■ WRITTEN REQUEST: Extract every record, keeping each one exactly as it is.

::: EXERCISE DATA

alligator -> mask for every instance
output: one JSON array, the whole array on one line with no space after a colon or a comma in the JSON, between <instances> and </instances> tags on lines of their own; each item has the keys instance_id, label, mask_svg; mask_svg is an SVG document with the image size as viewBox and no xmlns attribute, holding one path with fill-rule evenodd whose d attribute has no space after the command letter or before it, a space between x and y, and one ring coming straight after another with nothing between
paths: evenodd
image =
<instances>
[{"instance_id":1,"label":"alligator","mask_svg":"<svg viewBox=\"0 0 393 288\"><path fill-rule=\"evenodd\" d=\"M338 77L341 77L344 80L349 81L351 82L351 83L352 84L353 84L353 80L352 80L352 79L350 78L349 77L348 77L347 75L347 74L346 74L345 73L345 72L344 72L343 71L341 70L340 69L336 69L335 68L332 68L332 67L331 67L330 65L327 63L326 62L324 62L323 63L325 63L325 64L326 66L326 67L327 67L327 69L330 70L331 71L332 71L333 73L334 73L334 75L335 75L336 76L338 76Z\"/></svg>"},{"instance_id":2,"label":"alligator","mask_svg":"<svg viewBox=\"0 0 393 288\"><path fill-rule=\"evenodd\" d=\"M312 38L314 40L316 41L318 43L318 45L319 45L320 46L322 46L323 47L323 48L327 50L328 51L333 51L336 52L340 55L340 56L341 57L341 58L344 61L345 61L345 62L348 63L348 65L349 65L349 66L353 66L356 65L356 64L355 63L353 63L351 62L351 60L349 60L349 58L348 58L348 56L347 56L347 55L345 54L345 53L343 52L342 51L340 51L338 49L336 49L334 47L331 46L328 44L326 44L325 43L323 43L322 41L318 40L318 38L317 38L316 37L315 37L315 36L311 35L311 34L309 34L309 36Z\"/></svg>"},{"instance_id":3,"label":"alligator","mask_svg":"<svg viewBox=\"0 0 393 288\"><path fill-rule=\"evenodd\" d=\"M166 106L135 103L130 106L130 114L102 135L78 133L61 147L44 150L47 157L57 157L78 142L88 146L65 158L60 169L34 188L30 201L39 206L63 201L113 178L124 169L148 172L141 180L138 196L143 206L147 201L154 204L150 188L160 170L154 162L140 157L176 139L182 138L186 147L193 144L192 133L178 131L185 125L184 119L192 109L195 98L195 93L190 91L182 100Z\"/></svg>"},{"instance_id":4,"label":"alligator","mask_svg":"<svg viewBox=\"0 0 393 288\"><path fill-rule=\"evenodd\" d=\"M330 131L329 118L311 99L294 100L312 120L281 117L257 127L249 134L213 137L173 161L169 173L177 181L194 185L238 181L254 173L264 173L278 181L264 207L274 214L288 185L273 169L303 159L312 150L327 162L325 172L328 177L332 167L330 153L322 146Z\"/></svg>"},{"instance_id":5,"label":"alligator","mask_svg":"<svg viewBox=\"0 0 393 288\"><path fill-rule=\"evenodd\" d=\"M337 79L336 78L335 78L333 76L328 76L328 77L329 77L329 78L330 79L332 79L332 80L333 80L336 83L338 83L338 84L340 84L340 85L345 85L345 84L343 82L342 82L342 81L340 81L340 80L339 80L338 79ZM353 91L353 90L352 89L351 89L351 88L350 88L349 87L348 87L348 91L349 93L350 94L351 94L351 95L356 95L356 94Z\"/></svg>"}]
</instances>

::::::

■ WORKED SOLUTION:
alligator -> mask for every instance
output: one JSON array, the whole array on one line with no space after a colon or a comma in the JSON, between <instances> and </instances> tags on lines of their own; each item has the keys instance_id, label, mask_svg; mask_svg is an SVG document with the image size as viewBox and no xmlns attribute, holding one path with fill-rule evenodd whose d attribute has no space after the command letter or before it, a space between x and y, and one ring coming straight after another with nothing between
paths: evenodd
image =
<instances>
[{"instance_id":1,"label":"alligator","mask_svg":"<svg viewBox=\"0 0 393 288\"><path fill-rule=\"evenodd\" d=\"M338 77L341 77L344 80L349 81L351 82L351 83L352 84L353 84L353 80L352 80L352 79L350 78L349 77L348 77L347 75L347 74L346 74L345 73L345 72L344 72L343 71L341 70L340 69L336 69L335 68L332 68L332 67L331 67L330 65L327 63L326 62L324 62L323 63L325 63L325 64L326 66L326 67L327 67L327 69L330 70L331 71L332 71L333 73L334 73L334 75L335 75L336 76L338 76Z\"/></svg>"},{"instance_id":2,"label":"alligator","mask_svg":"<svg viewBox=\"0 0 393 288\"><path fill-rule=\"evenodd\" d=\"M312 38L314 40L316 41L318 43L318 45L319 45L320 46L322 46L323 47L323 48L327 50L328 51L333 51L336 52L340 55L340 56L341 57L341 58L344 61L345 61L345 62L348 63L348 65L349 65L349 66L353 66L356 65L356 64L355 63L353 63L351 62L351 60L349 60L349 58L348 58L348 56L347 56L347 55L345 54L345 53L343 52L342 51L340 51L338 49L336 49L334 47L331 46L328 44L326 44L325 43L323 43L322 41L318 40L318 38L317 38L316 37L315 37L315 36L311 35L311 34L309 34L309 36Z\"/></svg>"},{"instance_id":3,"label":"alligator","mask_svg":"<svg viewBox=\"0 0 393 288\"><path fill-rule=\"evenodd\" d=\"M166 106L135 103L130 106L130 114L102 135L78 133L61 147L44 150L47 157L57 157L78 142L88 146L65 158L60 169L34 188L30 201L39 206L63 201L113 178L124 169L148 172L141 180L138 196L143 206L147 201L154 204L150 188L160 170L154 162L140 157L176 139L182 138L186 147L193 144L192 133L178 131L185 125L184 119L192 109L195 98L195 93L190 91L182 100Z\"/></svg>"},{"instance_id":4,"label":"alligator","mask_svg":"<svg viewBox=\"0 0 393 288\"><path fill-rule=\"evenodd\" d=\"M330 131L329 118L311 99L294 100L312 120L281 117L257 127L249 134L213 137L173 161L169 173L177 181L194 185L238 181L254 173L264 173L278 181L264 207L274 214L288 185L273 169L303 159L312 150L327 162L325 172L328 177L332 167L330 153L322 146Z\"/></svg>"},{"instance_id":5,"label":"alligator","mask_svg":"<svg viewBox=\"0 0 393 288\"><path fill-rule=\"evenodd\" d=\"M337 79L336 78L335 78L333 76L328 76L328 77L329 77L329 78L330 79L332 79L332 80L333 80L336 83L338 83L338 84L340 84L340 85L345 85L345 84L343 82L342 82L342 81L340 81L340 80L339 80L338 79ZM353 91L353 90L352 89L351 89L351 88L350 88L349 87L348 87L348 91L349 93L350 94L351 94L351 95L356 95L356 94Z\"/></svg>"}]
</instances>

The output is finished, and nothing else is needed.